Passage shown =>
----------------
The judge also said even if the tenant is able to find a new place at the old rent, he has to bear the very high cost of moving to the new house, besides the mental stress.
Al Za’abi said though rent hikes are permissible, the demands of the landlords should be logical and reasonable.
Exploitation and greed should not be acceptable and all should aim to achieve a stable housing market in Abu Dhabi, he added.
Al Za’abi suggested drawing up three-year fixed rent contracts which could be revised for two more years.
Mohammed Yassin Mansour, legal adviser to the Abu Dhabi Chamber of Commerce and Industry, confirmed that complaints from tenants have risen significantly as a result of inordinate rent hikes by landlords.
Yassin said complaints are likely to increase in the coming months, especially with the end of house leases of majority of government employees in April.
He said significant hikes in both residential and commercial rents, ranging from Dh85,000 to Dh160,000, had taken place.
He also expressed fears of a return to the pre-2009 conditions which saw dramatic surge in rents.
Effect on investments
Lawyer Tariq Al Serkal said the increase in residential and commercial rents will affect investments in Abu Dhabi.
Al Serkal said it is important to create a safe investment environment for Abu Dhabi to achieve its ambitious economic plans until the year 2030 and such an environment cannot be created without regulating rents.
The first question any potential investor in Abu Dhabi would ask is about rent hikes which could harm his profit margins, he added.
If rent hikes continue uncontrolled, investor will be reluctant to come as all companies need offices and houses for their staff.
It will be difficult for companies to make profits as long as rents remain high, he added.
----------------
Dataset content =>
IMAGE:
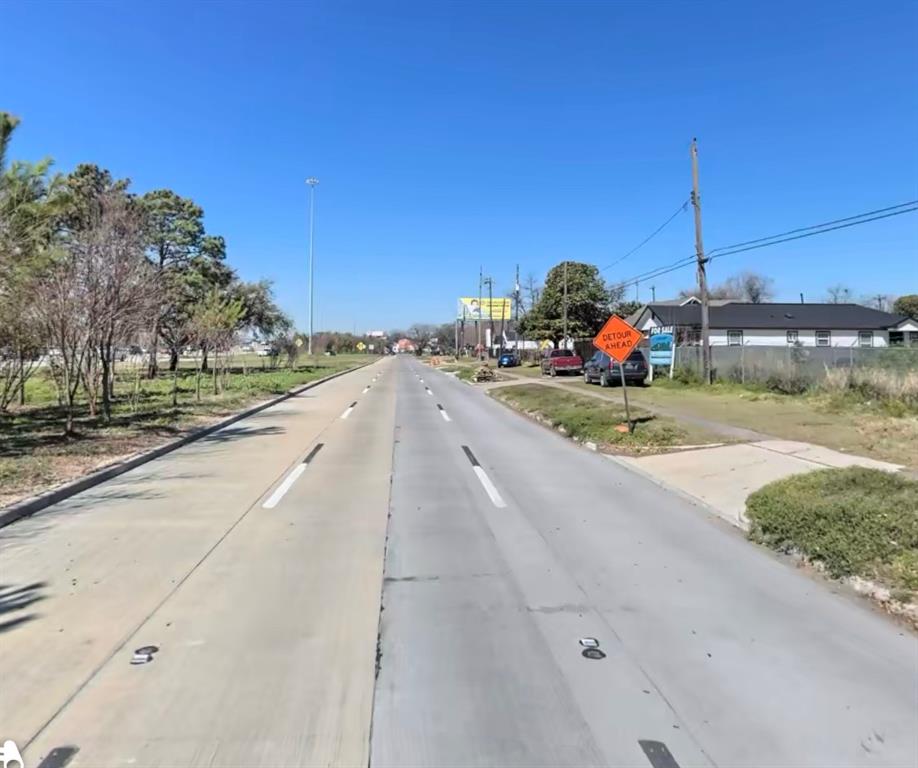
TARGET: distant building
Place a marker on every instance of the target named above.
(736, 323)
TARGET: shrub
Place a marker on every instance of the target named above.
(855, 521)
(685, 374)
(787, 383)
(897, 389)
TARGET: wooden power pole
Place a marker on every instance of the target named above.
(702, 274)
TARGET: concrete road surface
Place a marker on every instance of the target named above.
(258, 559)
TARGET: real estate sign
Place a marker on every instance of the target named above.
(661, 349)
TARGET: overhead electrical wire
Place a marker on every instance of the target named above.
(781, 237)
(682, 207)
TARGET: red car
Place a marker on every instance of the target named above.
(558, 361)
----------------
Problem =>
Continue the article on rent hikes in Abu Dhabi from its last sentence.

Task response =>
Rents should match the incomes of the largest segments of Abu Dhabi’s residents to prevent the capital from becoming too expensive, Al Serkal said.
He said hikes in shop rents will force traders to raise prices which in turn will raise the cost of living.
A return in house rent hikes to 2008 and 2009 levels will also have negative psychological and social impact on tenants living with families, forcing them to send their families home and take to bachelor accommodations, he added.
When house rents are reasonable, tenants with families spend much on their children’s education in private schools and medical treatment.
The emirate’s economy will be affected by fewer students, patients and shoppers, all because of high rents, he pointed out.
He also said, because of high rents in Abu Dhabi, major international companies prefer to open its representative offices only in Abu Dhabi and open regional offices in other emirates or neighbouring countries even when the booming UAE capital has launched huge projects.
Al Serkal said high rents could force international companies to move out of Abu Dhabi to more attractive places.
Lawyer Hidya Hammad said new buildings cannot help solve Abu Dhabi’s rent problem because rents are too high even there which most of the tenants cannot afford.
Some landlords have exploited the situation to raise rents of old buildings by as much as 100 per cent, she added.
Tariq Serkal stressed the need for government intervention in the real estate market in Abu Dhabi.
He added the government is still the main player in the market and should not stay away from the market in the present worrying situation. State intervention has helped achieve economic stability and increased investment in the past.
He said the problem of residential and commercial rents could be solved by fixing rents for the various areas of the city like Corniche, Al Murour and others.
Legal adviser Mohammed Yassin said the law in Abu Dhabi requires the tenant to be given a notice period before raising the rent.
He said that, according to Article 16 of the law, lease contracts are considered to have been renewed automatically unless the tenant has been notified about the change in the terms of the contract or has been asked to vacate the property.